Extract the full listing verbatim and drop any pictures from your copy.
------------------------------------
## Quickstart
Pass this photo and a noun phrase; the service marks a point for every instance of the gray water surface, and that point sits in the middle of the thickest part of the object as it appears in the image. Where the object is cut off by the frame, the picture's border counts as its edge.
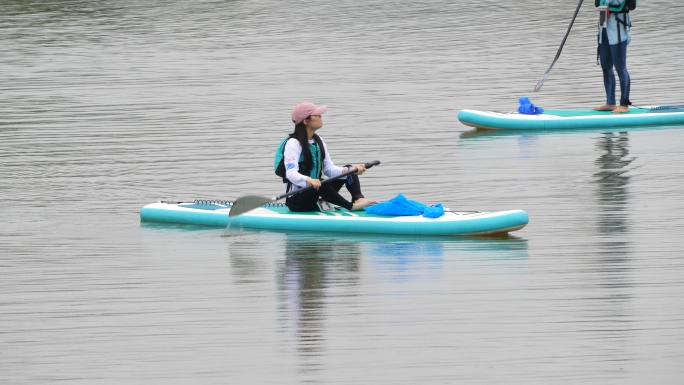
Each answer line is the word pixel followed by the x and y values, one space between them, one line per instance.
pixel 107 106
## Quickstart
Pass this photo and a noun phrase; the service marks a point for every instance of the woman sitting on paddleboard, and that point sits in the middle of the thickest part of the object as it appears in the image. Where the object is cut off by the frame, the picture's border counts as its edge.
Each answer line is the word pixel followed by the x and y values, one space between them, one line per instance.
pixel 613 39
pixel 302 156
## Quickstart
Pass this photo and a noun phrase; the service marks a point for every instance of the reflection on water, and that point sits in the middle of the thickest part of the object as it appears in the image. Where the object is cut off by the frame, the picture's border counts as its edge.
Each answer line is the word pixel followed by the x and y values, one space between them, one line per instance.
pixel 310 268
pixel 612 182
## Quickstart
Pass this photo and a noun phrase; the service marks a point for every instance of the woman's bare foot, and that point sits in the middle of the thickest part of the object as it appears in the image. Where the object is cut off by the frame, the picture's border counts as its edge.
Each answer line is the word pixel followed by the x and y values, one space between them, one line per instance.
pixel 361 203
pixel 621 110
pixel 606 107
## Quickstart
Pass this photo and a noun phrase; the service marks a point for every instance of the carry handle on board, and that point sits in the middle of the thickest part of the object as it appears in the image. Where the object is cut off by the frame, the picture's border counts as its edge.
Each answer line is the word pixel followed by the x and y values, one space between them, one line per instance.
pixel 251 202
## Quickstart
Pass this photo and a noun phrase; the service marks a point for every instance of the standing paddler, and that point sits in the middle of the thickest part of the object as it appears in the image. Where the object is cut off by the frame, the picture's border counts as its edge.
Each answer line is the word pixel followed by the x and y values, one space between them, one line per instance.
pixel 613 39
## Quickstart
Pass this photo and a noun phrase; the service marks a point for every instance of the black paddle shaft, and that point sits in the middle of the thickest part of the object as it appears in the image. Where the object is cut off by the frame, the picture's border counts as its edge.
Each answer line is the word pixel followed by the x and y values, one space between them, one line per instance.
pixel 307 188
pixel 546 74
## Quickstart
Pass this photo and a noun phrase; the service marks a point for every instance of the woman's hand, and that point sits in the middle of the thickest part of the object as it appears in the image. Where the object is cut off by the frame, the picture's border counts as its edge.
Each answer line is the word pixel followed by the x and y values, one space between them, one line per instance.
pixel 360 169
pixel 316 183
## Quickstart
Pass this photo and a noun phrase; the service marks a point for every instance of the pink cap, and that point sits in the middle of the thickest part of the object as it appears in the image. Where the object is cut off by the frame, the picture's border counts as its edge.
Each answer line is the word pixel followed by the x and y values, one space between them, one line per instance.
pixel 305 109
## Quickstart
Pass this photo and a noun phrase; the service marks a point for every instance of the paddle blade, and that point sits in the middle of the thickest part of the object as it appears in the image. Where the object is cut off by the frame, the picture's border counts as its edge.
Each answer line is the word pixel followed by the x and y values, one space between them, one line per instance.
pixel 541 82
pixel 247 203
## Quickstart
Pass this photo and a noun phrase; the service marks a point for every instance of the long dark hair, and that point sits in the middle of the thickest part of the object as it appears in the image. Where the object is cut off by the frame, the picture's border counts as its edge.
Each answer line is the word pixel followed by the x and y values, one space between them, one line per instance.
pixel 301 135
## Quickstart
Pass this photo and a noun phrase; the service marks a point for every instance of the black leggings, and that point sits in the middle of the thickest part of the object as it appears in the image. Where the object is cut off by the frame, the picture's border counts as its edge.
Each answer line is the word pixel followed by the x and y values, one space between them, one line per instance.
pixel 307 200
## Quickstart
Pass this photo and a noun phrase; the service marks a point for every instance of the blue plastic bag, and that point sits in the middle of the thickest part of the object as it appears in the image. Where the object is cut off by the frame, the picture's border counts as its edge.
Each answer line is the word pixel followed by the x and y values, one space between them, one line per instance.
pixel 526 107
pixel 400 206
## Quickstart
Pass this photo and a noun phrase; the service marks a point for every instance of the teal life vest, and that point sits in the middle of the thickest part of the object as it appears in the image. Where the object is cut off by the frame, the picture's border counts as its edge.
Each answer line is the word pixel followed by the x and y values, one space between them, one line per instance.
pixel 315 172
pixel 625 7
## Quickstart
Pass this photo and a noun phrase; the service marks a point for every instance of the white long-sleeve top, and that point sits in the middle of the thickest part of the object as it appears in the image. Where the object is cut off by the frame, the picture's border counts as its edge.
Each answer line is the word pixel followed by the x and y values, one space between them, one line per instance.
pixel 293 150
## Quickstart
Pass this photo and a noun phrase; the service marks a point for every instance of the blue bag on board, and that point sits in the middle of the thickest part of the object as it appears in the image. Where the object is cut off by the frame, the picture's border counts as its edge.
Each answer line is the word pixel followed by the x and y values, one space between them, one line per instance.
------------------------------------
**Written solution:**
## Quickstart
Pass this photo and a noun phrase; the service marks a point for every instance of the gray water surface, and that point sits in the middle of the thickest part of the object as it appears in the image. Where the object is cut off by the frame, the picture's border counts as its edge.
Each answer line is the word pixel followed by the x and y values, one space between them, one line per instance.
pixel 107 106
## Quickstart
Pass this photo and a noun phrase; the service marks a point for every instance of the woman sitting on paddleboard, and that point sits in the middle of the thickest part of the object as it appears in the image. Where the object is cut off by the frame, the picture's border counts as its edge.
Each answer line is the word pixel followed by the x and y values, one space between them, one line per instance.
pixel 613 39
pixel 302 156
## Quickstart
Pass this photo and a noun phrase; the service marks a point for every instance of the reflection on water, and that point sits in the middle of the thickest part of the object as it appears in the image. Where the object is cut off by the frame, the picture's border counts as its edge.
Each answer line is the word pixel followed by the x and y values, one space between them, one line per instance.
pixel 310 268
pixel 612 182
## Quickstart
Pass this photo and a noun phrase; the service marks a point for every instance of the woman's bare foot, and that point sits in the middle of the thickest part of the object as it appears in the image. Where the object is cut off by the frame, the picture's border counts as its edge.
Each answer line is the word pixel followed by the x and y values, one space between them, one line per instance.
pixel 361 203
pixel 621 110
pixel 606 107
## Quickstart
Pass this photo and a noun phrase; the service marks a point for every instance of the carry handle on board, and that point sits in the middle of the thickest part of the object as it appears in the image. Where the object is cut off by the frame, the picture's border counts as its edge.
Each answer line is the word pixel followed by the x and y values, one space between them, one line per instance.
pixel 251 202
## Quickstart
Pass this photo and a noun phrase; the service marks a point for every instance of the standing paddler, and that point sits in the middle of the thickest part of the object as it appears in the image. Where the object is cut off by the frame, the picture's border counts as its edge.
Each answer line is the word pixel followed by the x and y values, one space between them, one line per instance.
pixel 613 39
## Quickstart
Pass this photo and a noun phrase; the service marks a point for every instance of the black paddle shaft, and that point sits in the middle of the thickest part of the object as it appears in the image. Where the object is cut off by the frame, the picture's border counts as its edge.
Each answer line is the word pixel followed by the x and y values, one space between them, one line per instance.
pixel 307 188
pixel 546 74
## Quickstart
Pass this photo and a noun phrase; the service marks a point for every instance of the woman's hand, and that point sits in the middle of the thickest part of the object as it appears in the image. Where the object is cut off by the frame, the picture's border counts as its edge.
Each answer line is the word pixel followed by the x and y values, one space between them, one line per instance.
pixel 360 169
pixel 316 183
## Quickstart
Pass this photo and a noun phrase; the service marks a point for every instance of the pink cap, and that point sits in the middle of the thickest part of the object as it appears in the image. Where the object is cut off by the frame, the picture's border counts as its edge.
Each answer line is the word pixel followed by the x and y values, one space between them, one line per instance.
pixel 305 109
## Quickstart
Pass this photo and a noun phrase; the service marks a point for every instance of the paddle blade, and that point sits in the middle of the thickest part of the object as it appears in the image. Where the object is cut off by the frame, the picture's border counts as its edge.
Each answer line is the word pixel followed by the x and y values, one space between them, one line per instance.
pixel 541 82
pixel 247 203
## Quickstart
Pass this photo and a noun phrase; the service marks a point for every instance of the long dark hair, and that point sits in the middle of the thickest part of the object as it appears in the image. Where the object is cut off by the frame, the picture's border counts as its edge.
Each answer line is the word pixel followed by the x and y values, one space between them, one line per instance.
pixel 301 135
## Quickstart
Pass this photo and a noun phrase; the service marks a point for every instance of the black leggings, and that point sits in the middle of the thickest part of the object as it appears in the image. Where the object is cut off by the frame, the picture's border counts as its edge.
Each answer line is the word pixel followed by the x and y values, one space between them, one line per instance.
pixel 307 200
## Quickstart
Pass this photo and a noun phrase; the service marks a point for every instance of the blue plastic bag, and that point sits in the middle of the thickest part of the object as it appears in the image. Where the object is cut off by the frame, the picture's border counts as its edge.
Each answer line is the word pixel followed by the x and y values, one space between them, one line per instance.
pixel 526 107
pixel 400 206
## Quickstart
Pass this photo and a noun phrase; the service marks a point for every instance of the teal life vest, and that point sits in the middle of the thickest part of the object as it appears in the image. Where the object is cut off by the frame, the picture's border counts as its edge.
Each answer line is the word pixel followed by the x and y values, one space between them, one line per instance.
pixel 315 172
pixel 625 7
## Quickstart
Pass this photo and a noun phrase; the service marks a point for every instance of the white long-sleeve top, and that point sits in the middle of the thickest part of the object as it appears in the image. Where the object is cut off by the frame, the picture's border counts as its edge.
Each answer line is the word pixel followed by the x and y values, one space between them, one line per instance.
pixel 293 150
## Quickstart
Pass this photo and a noun phrase; the service marks a point for every instance of the blue bag on board, and that point sits in the middle of the thickest part of the object as it appears in the image. Where the object is cut off by the frame, the picture's border counts as its edge.
Each answer line is the word pixel followed by the x and y values, one space between them, one line per instance.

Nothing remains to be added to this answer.